### REQUIREMENTS
Look for "Tag the white ceiling" in the listing below, then copy exactly the line it appears in and all lines after it to the end, and nothing more.
■ ■ ■ ■ ■
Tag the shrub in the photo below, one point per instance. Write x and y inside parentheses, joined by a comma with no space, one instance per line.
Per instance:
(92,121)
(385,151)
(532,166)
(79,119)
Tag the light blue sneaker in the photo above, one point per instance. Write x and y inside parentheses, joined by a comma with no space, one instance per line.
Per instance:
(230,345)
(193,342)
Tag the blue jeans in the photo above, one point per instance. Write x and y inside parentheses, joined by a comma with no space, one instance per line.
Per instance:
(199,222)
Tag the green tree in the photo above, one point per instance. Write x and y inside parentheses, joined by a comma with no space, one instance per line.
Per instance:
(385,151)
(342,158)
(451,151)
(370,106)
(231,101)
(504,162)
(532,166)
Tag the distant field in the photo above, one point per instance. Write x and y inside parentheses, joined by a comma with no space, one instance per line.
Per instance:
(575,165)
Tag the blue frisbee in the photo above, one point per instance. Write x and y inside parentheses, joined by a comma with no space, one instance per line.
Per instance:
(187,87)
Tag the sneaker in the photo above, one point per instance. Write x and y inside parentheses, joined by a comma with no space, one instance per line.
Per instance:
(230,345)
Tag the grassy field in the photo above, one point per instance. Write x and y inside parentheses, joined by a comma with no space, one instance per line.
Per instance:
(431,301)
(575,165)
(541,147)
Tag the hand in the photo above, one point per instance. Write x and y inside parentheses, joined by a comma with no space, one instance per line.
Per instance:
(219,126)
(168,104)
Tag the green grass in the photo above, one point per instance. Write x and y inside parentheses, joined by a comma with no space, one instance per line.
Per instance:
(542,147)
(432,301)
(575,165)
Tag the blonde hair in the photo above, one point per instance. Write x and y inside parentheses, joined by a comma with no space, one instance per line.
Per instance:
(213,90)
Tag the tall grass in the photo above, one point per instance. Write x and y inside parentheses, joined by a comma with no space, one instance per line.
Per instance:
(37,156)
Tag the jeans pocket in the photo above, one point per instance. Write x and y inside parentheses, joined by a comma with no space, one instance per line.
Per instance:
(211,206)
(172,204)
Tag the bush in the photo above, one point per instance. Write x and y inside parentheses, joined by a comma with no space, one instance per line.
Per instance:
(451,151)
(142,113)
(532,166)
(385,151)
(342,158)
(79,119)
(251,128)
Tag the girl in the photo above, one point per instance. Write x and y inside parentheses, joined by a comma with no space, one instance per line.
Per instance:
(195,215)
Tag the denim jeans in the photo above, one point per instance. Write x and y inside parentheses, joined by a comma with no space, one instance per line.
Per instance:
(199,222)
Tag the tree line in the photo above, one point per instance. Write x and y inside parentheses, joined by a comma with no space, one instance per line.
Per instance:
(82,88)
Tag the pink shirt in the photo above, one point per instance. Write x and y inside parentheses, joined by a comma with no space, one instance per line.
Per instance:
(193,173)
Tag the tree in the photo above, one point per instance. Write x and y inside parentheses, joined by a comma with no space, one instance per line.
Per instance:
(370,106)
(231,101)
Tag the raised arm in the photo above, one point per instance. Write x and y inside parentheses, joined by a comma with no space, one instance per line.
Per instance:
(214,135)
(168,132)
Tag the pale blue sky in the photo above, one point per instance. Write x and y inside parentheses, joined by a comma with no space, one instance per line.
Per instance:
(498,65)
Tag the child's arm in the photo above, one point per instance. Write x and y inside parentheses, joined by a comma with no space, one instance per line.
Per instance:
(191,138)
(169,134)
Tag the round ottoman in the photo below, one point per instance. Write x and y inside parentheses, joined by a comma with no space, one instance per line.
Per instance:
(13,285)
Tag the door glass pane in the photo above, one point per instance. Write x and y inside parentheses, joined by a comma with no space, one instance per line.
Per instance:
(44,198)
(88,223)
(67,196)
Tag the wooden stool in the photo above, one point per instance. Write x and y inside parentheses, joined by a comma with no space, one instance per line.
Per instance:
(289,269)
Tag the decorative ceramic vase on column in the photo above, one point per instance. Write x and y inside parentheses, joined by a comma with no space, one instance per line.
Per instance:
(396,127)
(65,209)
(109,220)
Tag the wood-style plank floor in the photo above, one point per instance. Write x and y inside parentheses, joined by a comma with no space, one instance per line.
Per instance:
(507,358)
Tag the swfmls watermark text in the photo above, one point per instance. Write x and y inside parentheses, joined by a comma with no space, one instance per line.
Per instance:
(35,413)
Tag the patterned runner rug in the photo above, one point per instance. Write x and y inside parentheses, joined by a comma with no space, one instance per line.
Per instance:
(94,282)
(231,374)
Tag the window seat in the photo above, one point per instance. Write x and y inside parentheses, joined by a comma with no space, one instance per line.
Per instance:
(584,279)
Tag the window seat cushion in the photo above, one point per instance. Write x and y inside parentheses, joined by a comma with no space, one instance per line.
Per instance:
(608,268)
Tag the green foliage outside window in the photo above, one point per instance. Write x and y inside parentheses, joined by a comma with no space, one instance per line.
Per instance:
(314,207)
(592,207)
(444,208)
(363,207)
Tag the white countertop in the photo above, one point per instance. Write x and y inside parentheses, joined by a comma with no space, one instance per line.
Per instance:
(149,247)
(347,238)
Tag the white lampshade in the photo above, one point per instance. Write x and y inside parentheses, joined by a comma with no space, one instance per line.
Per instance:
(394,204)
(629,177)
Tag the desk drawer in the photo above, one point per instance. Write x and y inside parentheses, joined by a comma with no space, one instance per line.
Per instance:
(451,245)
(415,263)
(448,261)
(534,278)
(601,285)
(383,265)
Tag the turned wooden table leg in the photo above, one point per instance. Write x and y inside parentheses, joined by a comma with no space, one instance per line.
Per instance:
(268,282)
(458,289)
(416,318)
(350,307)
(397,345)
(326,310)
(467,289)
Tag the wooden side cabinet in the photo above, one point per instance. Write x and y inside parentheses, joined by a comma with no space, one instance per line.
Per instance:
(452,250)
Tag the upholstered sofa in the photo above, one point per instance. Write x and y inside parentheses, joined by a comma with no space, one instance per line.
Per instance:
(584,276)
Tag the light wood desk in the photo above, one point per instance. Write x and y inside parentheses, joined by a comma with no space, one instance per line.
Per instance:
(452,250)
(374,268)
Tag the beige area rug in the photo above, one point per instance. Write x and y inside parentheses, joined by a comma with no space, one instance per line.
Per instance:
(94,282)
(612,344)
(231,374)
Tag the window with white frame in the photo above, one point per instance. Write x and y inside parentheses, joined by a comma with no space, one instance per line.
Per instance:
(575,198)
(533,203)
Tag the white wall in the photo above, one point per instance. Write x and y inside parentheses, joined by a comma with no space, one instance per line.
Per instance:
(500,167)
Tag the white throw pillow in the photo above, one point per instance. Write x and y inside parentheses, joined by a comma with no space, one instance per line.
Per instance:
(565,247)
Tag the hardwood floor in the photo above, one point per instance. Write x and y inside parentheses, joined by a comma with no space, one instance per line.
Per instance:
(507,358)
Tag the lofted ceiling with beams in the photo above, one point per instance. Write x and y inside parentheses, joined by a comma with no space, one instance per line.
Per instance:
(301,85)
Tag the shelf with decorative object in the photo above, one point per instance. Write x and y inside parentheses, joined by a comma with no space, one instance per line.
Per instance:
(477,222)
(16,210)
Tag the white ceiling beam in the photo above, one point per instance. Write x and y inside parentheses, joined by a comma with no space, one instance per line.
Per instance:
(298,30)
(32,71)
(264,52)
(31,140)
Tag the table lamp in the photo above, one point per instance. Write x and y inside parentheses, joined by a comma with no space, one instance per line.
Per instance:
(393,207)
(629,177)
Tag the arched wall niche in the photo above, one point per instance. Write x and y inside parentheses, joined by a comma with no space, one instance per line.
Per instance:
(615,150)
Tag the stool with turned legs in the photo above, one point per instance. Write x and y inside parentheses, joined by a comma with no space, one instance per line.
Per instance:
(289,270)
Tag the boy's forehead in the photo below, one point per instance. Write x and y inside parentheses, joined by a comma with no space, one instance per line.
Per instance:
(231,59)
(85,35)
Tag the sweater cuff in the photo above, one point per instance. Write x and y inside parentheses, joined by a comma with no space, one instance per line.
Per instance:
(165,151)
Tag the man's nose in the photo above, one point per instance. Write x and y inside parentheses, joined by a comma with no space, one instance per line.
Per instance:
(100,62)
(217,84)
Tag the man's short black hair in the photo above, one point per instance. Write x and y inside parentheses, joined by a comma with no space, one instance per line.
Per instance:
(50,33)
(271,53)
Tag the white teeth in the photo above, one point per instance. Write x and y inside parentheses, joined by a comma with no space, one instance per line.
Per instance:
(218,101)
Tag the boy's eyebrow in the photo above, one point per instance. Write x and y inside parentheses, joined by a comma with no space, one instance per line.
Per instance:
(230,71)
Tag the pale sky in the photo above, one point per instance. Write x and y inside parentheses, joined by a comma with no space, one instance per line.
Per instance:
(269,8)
■ ■ ■ ■ ■
### OUTPUT OF THE EXERCISE
Tag the white ceiling beam in the photo above, one point per instance. Write x and y inside parentheses, joined by a comma with no space, one instance per line.
Per instance:
(298,30)
(32,71)
(264,52)
(31,140)
Tag the table lamp in the photo above, one point per instance. Write x and y inside parentheses, joined by a comma with no space, one instance per line.
Per instance:
(393,207)
(629,177)
Tag the arched wall niche in the photo above, one point per instance. Write x and y inside parentheses, joined by a comma with no space, one instance per line.
Per instance:
(615,150)
Tag the stool with turned legs in the photo above, one point per instance. Write x and y inside parentheses, joined by a comma with no space, one instance per line.
Per instance:
(289,270)
Tag the boy's forehead in the photo below, one point per instance. Write x and y inside parentheses, joined by a comma with no space, one instance per line.
Per instance:
(231,59)
(85,35)
Tag the sweater cuff in the photo above, one point per instance. Write x and y inside parentheses, joined by a comma with no space, one instance per line.
Per instance:
(165,151)
Tag the man's nose in the photo above, one point per instance. Write x and y inside parentheses, joined by a comma with no space, one instance per line.
Per instance:
(100,62)
(217,84)
Tag the man's short black hair in the photo above, one point per instance. Write x and y inside parentheses, joined by a comma with no space, one instance per line.
Per instance:
(50,33)
(271,53)
Tag the white teeth in the photo above, one point per instance. Write x and y inside parentheses, joined by a comma with no space, one instance per line.
Per instance:
(218,101)
Tag the boy's eyebrow in the photo above, one point per instance. Write x and y inside parentheses, joined by a comma with no space, one instance per line.
Per instance:
(230,71)
Tag the pale sky in the photo above, one point per instance. Write x and y inside parentheses, joined by a comma with no space, one instance per line.
Per instance:
(269,8)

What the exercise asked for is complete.